Source records:
***

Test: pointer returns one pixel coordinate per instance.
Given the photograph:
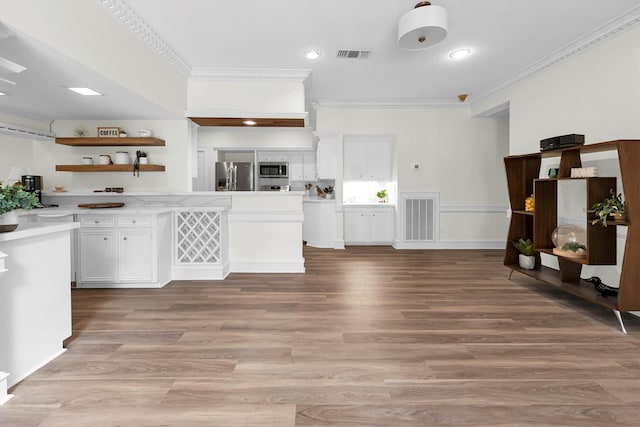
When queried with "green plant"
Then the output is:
(13, 197)
(573, 247)
(136, 162)
(525, 247)
(610, 207)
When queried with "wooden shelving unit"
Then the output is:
(111, 142)
(108, 168)
(522, 181)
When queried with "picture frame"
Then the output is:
(108, 132)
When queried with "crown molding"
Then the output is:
(422, 103)
(121, 10)
(616, 26)
(244, 74)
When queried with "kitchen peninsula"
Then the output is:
(157, 237)
(35, 298)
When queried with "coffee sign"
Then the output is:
(108, 132)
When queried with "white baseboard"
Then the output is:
(4, 396)
(16, 380)
(193, 272)
(452, 244)
(268, 266)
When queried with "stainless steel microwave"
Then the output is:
(273, 169)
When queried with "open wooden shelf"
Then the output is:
(108, 168)
(523, 172)
(111, 142)
(581, 288)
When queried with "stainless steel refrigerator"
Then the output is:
(234, 176)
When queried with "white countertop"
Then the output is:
(37, 229)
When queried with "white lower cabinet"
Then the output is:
(368, 225)
(119, 251)
(319, 228)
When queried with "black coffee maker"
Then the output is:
(33, 184)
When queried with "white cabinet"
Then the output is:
(273, 156)
(368, 158)
(319, 227)
(326, 155)
(368, 225)
(119, 251)
(302, 166)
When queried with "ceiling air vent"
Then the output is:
(353, 54)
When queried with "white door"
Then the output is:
(135, 255)
(97, 256)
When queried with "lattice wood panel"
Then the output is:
(198, 237)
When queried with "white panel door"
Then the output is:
(381, 226)
(97, 255)
(135, 255)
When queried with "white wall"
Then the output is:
(460, 158)
(90, 40)
(230, 138)
(594, 93)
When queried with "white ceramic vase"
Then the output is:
(8, 221)
(527, 262)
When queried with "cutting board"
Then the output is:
(100, 205)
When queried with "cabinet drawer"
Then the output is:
(96, 221)
(134, 220)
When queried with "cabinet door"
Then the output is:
(381, 226)
(355, 226)
(379, 160)
(355, 160)
(296, 167)
(326, 158)
(135, 255)
(97, 255)
(309, 166)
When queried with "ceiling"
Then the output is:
(508, 39)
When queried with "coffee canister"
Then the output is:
(122, 158)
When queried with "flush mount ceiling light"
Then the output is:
(460, 53)
(422, 27)
(84, 91)
(313, 54)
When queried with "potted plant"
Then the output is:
(13, 197)
(526, 259)
(613, 206)
(328, 191)
(141, 159)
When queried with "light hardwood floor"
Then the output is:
(367, 337)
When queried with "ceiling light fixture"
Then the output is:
(460, 53)
(11, 66)
(422, 27)
(313, 54)
(84, 91)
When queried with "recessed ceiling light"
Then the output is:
(84, 91)
(313, 54)
(11, 66)
(460, 53)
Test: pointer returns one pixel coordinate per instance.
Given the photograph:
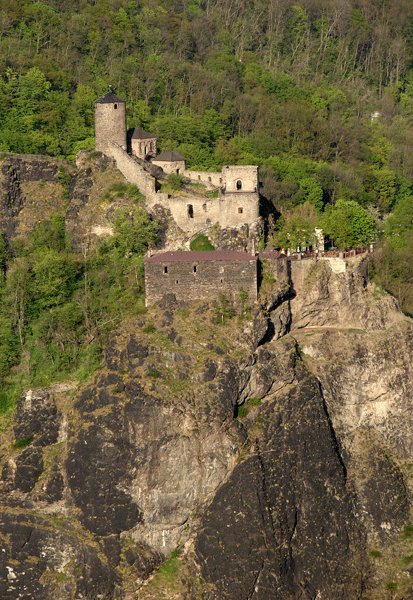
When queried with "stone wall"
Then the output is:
(177, 166)
(110, 125)
(210, 179)
(199, 280)
(132, 170)
(194, 213)
(141, 148)
(300, 269)
(240, 178)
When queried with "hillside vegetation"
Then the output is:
(317, 92)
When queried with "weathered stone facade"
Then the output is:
(197, 213)
(170, 162)
(143, 144)
(199, 275)
(237, 196)
(110, 122)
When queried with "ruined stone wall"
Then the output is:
(300, 269)
(199, 280)
(246, 175)
(177, 166)
(141, 148)
(132, 170)
(229, 210)
(210, 179)
(110, 125)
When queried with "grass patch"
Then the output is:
(245, 408)
(408, 532)
(391, 586)
(168, 570)
(253, 401)
(22, 443)
(201, 243)
(212, 194)
(242, 411)
(149, 328)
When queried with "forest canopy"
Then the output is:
(319, 93)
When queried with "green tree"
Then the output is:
(296, 229)
(348, 224)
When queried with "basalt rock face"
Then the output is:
(275, 458)
(25, 182)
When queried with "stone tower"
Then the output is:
(110, 122)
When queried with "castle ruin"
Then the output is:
(234, 200)
(193, 275)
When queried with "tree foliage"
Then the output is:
(348, 225)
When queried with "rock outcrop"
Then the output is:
(265, 457)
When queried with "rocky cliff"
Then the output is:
(211, 461)
(269, 456)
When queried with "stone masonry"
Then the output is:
(236, 201)
(200, 275)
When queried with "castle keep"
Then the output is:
(235, 200)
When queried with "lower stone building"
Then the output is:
(200, 275)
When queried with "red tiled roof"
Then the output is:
(200, 256)
(141, 134)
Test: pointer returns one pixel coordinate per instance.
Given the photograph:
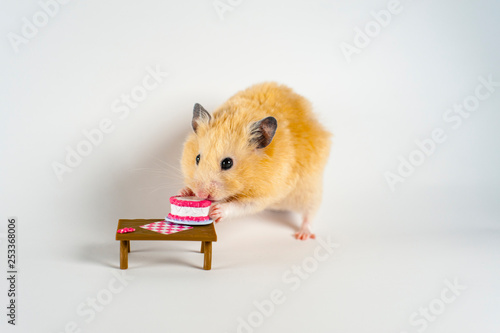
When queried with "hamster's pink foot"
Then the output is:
(304, 232)
(186, 192)
(216, 212)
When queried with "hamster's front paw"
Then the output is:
(217, 212)
(186, 192)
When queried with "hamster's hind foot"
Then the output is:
(305, 231)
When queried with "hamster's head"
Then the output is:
(222, 155)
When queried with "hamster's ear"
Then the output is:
(199, 115)
(262, 132)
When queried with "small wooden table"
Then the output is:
(204, 233)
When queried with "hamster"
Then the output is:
(262, 149)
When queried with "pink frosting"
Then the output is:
(188, 218)
(187, 203)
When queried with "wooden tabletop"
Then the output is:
(198, 233)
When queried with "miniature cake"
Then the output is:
(189, 210)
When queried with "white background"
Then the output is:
(396, 248)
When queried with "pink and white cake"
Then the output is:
(189, 210)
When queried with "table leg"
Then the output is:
(124, 254)
(208, 255)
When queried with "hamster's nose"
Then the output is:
(202, 194)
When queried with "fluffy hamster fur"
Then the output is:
(278, 150)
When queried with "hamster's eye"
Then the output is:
(226, 163)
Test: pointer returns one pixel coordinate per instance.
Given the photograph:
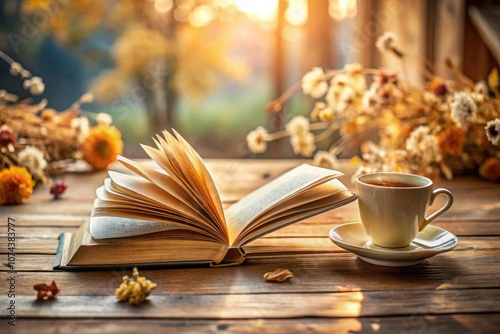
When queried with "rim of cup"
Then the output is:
(419, 180)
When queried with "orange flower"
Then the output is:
(16, 185)
(490, 169)
(451, 140)
(101, 146)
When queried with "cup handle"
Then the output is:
(446, 206)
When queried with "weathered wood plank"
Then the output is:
(272, 305)
(418, 323)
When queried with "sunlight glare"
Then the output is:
(202, 15)
(264, 10)
(342, 9)
(296, 12)
(163, 6)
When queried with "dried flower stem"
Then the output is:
(460, 76)
(284, 133)
(328, 75)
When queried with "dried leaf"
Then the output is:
(46, 291)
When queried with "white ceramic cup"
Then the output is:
(393, 206)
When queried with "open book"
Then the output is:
(173, 214)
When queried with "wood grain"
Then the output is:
(418, 323)
(457, 291)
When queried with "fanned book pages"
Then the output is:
(173, 215)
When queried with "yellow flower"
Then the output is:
(490, 169)
(451, 140)
(101, 146)
(16, 185)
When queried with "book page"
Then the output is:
(296, 214)
(284, 187)
(183, 164)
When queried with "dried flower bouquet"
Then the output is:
(443, 127)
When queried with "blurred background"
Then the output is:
(208, 68)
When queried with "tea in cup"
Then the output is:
(393, 206)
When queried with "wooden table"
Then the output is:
(332, 291)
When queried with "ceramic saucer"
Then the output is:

***

Return every entry above exactly as written, minus the pictures.

Written answer:
Test: pointer returns one pixel coordinate per instance.
Given the photograph:
When queried with "green plant"
Then the output is:
(13, 197)
(573, 247)
(136, 162)
(525, 247)
(610, 207)
When queried with "wooden shelving unit"
Then the output is:
(111, 142)
(108, 168)
(522, 181)
When queried with "picture frame"
Then the output is:
(108, 132)
When queried with "crown molding"
Then the output is:
(422, 103)
(121, 10)
(616, 26)
(244, 74)
When queried with "kitchen peninsula"
Then the output is:
(157, 237)
(35, 298)
When queried with "coffee sign"
Then the output is:
(108, 132)
When queried with "white baseboard"
Then the output is:
(4, 396)
(16, 380)
(193, 272)
(452, 244)
(268, 266)
When queried with "stainless steel microwave"
Then the output is:
(273, 169)
When queried with "open wooden shelf"
Then the output is:
(108, 168)
(523, 172)
(111, 142)
(581, 288)
When queried with "stainless steel refrigerator"
Then the output is:
(234, 176)
When queried with "white countertop"
Then the output is:
(37, 229)
When queried with "white lower cabinet"
Then the output is:
(368, 225)
(119, 251)
(319, 228)
When queried with "black coffee maker"
Then the output is:
(33, 184)
When queried with "white cabinet"
Then the output is:
(273, 156)
(368, 158)
(319, 227)
(326, 155)
(368, 225)
(119, 251)
(302, 166)
When queried with "ceiling air vent"
Then the output is:
(353, 54)
When queried with "white door"
Then the output is:
(135, 255)
(97, 256)
When queried with "lattice wood panel"
Then the output is:
(198, 237)
When queried with "white panel door"
Then the output is:
(381, 226)
(97, 255)
(135, 255)
When queried with "white wall"
Then the output is:
(460, 158)
(90, 40)
(230, 138)
(594, 93)
When queried with "white ceramic vase"
Then the output is:
(8, 221)
(527, 262)
When queried with "cutting board"
Then the output is:
(100, 205)
When queried with "cabinet drawer"
Then the output is:
(96, 221)
(134, 220)
When queried with "cabinet door"
Then the output is:
(381, 226)
(355, 226)
(379, 160)
(355, 160)
(296, 167)
(326, 158)
(135, 255)
(97, 255)
(309, 166)
When queried with "ceiling"
Then the output is:
(508, 39)
When queried with "coffee canister"
Then the output is:
(122, 158)
When queried with "flush mount ceiling light"
Then the output is:
(460, 53)
(422, 27)
(84, 91)
(313, 54)
When queried with "potted plant"
Then the output is:
(13, 197)
(526, 259)
(613, 206)
(328, 191)
(141, 159)
When queried with "light hardwood floor"
Then the output is:
(367, 337)
When queried with "ceiling light fixture"
Then the output is:
(460, 53)
(11, 66)
(422, 27)
(313, 54)
(84, 91)
When queried with "recessed ceiling light"
Then the output is:
(84, 91)
(313, 54)
(11, 66)
(460, 53)
Test: pointer returns one pixel coordinate per instance.
Given the photograph:
When queried with "stone wall"
Then the output is:
(177, 166)
(110, 125)
(210, 179)
(199, 280)
(132, 170)
(194, 213)
(141, 148)
(300, 269)
(240, 178)
When queried with "hillside vegetation"
Then the output is:
(317, 92)
When queried with "weathered stone facade"
Then the output is:
(197, 213)
(170, 162)
(143, 144)
(199, 275)
(237, 196)
(110, 122)
When queried with "ruined stone wall"
Then the output is:
(300, 269)
(199, 280)
(246, 175)
(177, 166)
(141, 148)
(132, 170)
(229, 210)
(210, 179)
(110, 125)
When queried with "grass patch"
Then the output is:
(245, 408)
(408, 532)
(391, 586)
(168, 570)
(253, 401)
(22, 443)
(201, 243)
(212, 194)
(242, 411)
(149, 328)
When queried with "forest canopy"
Then the output is:
(319, 93)
When queried with "green tree"
Then the output is:
(296, 229)
(348, 224)
When queried with "basalt rock face"
Then the output is:
(275, 458)
(25, 182)
When queried with "stone tower"
Then the output is:
(110, 122)
When queried with "castle ruin"
Then the output is:
(234, 200)
(193, 275)
When queried with "tree foliage"
Then the output is:
(348, 225)
When queried with "rock outcrop"
Then the output is:
(265, 457)
When queried with "rocky cliff"
Then the output is:
(211, 461)
(269, 456)
When queried with "stone masonry"
Then the output is:
(236, 201)
(200, 275)
When queried with "castle keep"
Then the output is:
(235, 200)
When queried with "lower stone building"
Then the output is:
(200, 275)
When queried with "red tiled roof"
Then the output is:
(200, 256)
(141, 134)
Test: pointer returns one pixel coordinate per instance.
Given the photograph:
When queried with "hamster's pink foot"
Then the output is:
(304, 232)
(186, 192)
(216, 212)
When queried with "hamster's front paw"
Then the output is:
(217, 212)
(186, 192)
When queried with "hamster's hind foot"
Then the output is:
(305, 231)
When queried with "hamster's head"
Then the output is:
(222, 155)
When queried with "hamster's ear"
Then the output is:
(199, 115)
(262, 132)
When queried with "small wooden table"
Then the output is:
(204, 233)
When queried with "hamster"
Then the output is:
(262, 149)
When queried with "pink frosting"
Then the output is:
(188, 218)
(187, 203)
When queried with "wooden tabletop"
Then the output is:
(198, 233)
When queried with "miniature cake"
Then the output is:
(189, 210)
When queried with "white background"
Then the output is:
(396, 248)
When queried with "pink and white cake"
Then the output is:
(189, 210)
When queried with "table leg"
Then the output is:
(124, 254)
(208, 255)
When queried with "hamster's nose"
Then the output is:
(202, 194)
When queried with "fluffy hamster fur"
Then the output is:
(278, 150)
When queried with "hamster's eye"
Then the output is:
(226, 163)
Test: pointer returns one pixel coordinate per instance.
Given the photograph:
When queried with "rim of cup"
Then the output is:
(419, 180)
When queried with "orange flower"
Then the output is:
(16, 185)
(490, 169)
(451, 140)
(101, 146)
When queried with "cup handle"
Then the output is:
(446, 206)
When queried with "weathered wood plank"
Then the output is:
(272, 305)
(418, 323)
When queried with "sunlight glare"
Then the output is:
(202, 15)
(264, 10)
(342, 9)
(296, 12)
(163, 6)
When queried with "dried flower stem"
Then the output is:
(460, 76)
(284, 133)
(328, 75)
When queried with "dried leaf"
Then the output is:
(46, 291)
When queried with "white ceramic cup"
Then the output is:
(393, 206)
When queried with "open book"
Then the output is:
(173, 214)
When queried with "wood grain"
Then the output is:
(418, 323)
(457, 291)
When queried with "fanned book pages"
Then the output is:
(173, 215)
When queried with "yellow flower"
Then the output is:
(490, 169)
(451, 140)
(101, 146)
(16, 185)
When queried with "book page"
Then the output is:
(296, 214)
(284, 187)
(183, 164)
When queried with "dried flower bouquet"
Then the output is:
(443, 127)
When queried with "blurred background"
Then the output is:
(208, 68)
When queried with "tea in cup"
Then the output is:
(393, 206)
When queried with "wooden table"
Then the output is:
(332, 291)
When queried with "ceramic saucer"
Then the output is:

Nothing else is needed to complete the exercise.